Go line by line through the records below. Copy whichever lines contain the string "accurate".

----------

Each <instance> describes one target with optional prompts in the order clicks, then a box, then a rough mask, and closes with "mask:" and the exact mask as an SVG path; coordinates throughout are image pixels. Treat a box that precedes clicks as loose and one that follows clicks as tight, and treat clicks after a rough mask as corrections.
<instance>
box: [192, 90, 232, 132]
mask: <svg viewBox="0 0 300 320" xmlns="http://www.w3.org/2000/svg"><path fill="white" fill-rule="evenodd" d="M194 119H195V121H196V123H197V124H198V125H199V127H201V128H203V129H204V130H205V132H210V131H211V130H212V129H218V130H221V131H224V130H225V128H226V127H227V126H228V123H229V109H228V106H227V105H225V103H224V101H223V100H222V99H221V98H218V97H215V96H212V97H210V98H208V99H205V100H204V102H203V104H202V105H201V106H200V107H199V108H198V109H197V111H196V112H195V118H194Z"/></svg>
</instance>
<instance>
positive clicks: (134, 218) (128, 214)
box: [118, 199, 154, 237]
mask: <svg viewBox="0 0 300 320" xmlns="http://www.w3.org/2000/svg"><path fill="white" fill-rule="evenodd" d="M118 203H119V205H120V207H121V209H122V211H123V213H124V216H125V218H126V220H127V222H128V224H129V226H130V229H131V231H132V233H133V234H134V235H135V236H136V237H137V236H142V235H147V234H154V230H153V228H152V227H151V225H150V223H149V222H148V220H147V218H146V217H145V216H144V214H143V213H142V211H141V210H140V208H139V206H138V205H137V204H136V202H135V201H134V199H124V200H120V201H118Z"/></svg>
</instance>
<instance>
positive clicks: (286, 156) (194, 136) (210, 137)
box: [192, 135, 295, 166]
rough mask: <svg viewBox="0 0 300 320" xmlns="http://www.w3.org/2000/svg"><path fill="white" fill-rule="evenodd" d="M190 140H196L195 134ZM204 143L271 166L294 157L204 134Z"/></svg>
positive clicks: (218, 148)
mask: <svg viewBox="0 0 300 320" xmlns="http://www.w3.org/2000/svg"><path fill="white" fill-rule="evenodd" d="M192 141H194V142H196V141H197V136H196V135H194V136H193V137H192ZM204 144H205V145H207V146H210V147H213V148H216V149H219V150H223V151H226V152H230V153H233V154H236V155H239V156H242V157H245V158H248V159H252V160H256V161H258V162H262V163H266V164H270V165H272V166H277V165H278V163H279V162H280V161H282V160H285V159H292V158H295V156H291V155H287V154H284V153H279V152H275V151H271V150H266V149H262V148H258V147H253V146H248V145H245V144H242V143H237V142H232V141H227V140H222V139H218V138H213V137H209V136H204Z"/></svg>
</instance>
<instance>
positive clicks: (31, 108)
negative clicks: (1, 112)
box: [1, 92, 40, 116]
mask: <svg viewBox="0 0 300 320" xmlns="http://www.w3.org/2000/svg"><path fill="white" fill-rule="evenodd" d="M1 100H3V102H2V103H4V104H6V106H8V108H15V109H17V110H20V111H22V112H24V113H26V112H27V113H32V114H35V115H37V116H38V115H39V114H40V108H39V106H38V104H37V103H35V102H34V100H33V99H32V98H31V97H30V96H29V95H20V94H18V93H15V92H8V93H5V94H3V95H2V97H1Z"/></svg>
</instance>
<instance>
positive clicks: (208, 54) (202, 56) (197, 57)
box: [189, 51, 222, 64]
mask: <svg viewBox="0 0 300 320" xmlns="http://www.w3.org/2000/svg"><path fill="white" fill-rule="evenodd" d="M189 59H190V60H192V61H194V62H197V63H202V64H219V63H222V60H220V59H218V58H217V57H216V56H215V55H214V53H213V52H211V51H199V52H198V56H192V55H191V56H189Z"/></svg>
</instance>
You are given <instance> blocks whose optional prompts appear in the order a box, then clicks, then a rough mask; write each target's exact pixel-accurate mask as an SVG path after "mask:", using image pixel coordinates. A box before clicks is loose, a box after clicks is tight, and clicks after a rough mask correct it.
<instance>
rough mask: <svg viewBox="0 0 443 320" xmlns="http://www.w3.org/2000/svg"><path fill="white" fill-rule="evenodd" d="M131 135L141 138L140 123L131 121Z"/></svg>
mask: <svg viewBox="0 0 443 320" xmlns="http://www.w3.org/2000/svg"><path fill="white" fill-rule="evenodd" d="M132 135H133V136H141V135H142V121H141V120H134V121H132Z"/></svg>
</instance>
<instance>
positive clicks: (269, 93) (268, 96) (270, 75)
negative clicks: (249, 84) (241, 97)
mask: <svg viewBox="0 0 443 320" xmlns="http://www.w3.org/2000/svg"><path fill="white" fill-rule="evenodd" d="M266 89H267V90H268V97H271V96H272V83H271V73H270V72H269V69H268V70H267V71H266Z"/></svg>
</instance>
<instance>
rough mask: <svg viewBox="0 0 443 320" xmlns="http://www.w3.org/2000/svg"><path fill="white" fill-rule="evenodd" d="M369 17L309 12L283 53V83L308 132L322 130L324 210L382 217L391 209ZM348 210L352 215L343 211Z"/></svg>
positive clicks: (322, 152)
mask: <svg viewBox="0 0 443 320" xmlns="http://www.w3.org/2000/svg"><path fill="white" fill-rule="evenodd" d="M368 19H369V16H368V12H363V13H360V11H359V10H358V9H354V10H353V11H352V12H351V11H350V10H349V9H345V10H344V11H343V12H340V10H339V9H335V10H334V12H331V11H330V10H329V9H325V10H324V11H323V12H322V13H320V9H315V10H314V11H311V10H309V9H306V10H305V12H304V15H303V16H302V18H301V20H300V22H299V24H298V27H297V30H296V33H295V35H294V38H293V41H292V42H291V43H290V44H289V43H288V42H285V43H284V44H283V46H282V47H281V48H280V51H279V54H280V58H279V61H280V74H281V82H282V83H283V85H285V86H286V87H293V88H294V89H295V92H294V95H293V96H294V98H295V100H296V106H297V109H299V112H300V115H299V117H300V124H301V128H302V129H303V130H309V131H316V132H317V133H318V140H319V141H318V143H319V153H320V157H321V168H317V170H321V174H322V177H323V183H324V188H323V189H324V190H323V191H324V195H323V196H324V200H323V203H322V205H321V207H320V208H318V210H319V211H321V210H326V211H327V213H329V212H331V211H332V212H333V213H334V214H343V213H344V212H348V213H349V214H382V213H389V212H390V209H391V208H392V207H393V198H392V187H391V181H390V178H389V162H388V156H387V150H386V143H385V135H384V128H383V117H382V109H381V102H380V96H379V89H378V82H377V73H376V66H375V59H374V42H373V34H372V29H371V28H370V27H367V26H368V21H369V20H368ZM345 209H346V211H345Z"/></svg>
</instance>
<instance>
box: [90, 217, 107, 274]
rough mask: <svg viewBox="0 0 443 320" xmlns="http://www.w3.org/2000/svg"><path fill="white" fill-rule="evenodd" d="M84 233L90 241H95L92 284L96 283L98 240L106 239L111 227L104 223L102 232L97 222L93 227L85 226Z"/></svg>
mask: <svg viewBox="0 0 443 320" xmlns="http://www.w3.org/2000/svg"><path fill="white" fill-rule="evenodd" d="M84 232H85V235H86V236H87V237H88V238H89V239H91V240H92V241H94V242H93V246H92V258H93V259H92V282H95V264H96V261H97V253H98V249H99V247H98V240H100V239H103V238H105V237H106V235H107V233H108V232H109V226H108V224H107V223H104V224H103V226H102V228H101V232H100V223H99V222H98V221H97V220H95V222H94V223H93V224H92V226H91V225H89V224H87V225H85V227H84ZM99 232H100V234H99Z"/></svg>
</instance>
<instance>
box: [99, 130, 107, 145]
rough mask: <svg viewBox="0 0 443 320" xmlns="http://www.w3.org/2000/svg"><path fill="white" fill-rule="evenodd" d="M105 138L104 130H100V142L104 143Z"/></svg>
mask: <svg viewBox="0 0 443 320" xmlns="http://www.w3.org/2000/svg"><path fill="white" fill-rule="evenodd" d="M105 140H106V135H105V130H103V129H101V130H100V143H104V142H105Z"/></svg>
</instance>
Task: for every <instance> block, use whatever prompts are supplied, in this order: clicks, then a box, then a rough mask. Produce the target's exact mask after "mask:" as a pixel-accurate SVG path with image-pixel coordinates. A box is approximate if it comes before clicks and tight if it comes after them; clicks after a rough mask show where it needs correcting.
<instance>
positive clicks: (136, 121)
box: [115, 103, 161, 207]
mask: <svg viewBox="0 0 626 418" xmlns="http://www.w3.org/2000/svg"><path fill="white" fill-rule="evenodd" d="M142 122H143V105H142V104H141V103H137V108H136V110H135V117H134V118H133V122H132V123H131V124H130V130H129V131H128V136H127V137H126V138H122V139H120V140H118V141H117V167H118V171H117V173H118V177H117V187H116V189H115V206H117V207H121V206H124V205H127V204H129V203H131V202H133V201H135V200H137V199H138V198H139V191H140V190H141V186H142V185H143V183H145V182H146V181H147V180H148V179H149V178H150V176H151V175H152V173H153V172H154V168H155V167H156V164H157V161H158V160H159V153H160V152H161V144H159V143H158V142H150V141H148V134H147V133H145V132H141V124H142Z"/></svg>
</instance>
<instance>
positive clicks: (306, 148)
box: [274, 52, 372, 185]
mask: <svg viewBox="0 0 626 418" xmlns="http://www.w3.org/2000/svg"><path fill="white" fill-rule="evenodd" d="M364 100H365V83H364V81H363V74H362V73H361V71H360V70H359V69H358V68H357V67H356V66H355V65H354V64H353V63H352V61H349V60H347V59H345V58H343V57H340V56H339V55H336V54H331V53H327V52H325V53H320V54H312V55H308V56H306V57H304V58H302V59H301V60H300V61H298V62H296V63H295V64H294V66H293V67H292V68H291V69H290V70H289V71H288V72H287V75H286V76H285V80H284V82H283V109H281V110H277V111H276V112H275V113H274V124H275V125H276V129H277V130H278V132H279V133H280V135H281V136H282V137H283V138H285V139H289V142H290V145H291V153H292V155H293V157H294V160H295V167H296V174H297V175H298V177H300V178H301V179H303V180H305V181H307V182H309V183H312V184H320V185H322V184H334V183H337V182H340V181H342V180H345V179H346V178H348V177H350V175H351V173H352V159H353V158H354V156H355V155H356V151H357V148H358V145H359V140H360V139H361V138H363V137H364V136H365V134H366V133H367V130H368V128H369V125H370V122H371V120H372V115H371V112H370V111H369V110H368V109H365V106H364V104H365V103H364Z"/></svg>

----------

▸ **Task answer**
You are given <instance> blocks whose optional prompts appear in the order a box, then clicks, then a rough mask; write each target's exact pixel-accurate mask as an SVG path after "mask:", using image pixel coordinates. A box before clicks is loose, a box after clicks is tight, and clicks after a rough mask correct it.
Task: for every <instance> block, use whatever prompts are supplied, in this order: clicks, then a box, then a rough mask. Produce the target's exact mask after "mask:" as a pixel-accurate SVG path with image-pixel coordinates. A box is approximate if it comes before clicks and tight if it comes after them; clicks after a rough mask show where it needs correcting.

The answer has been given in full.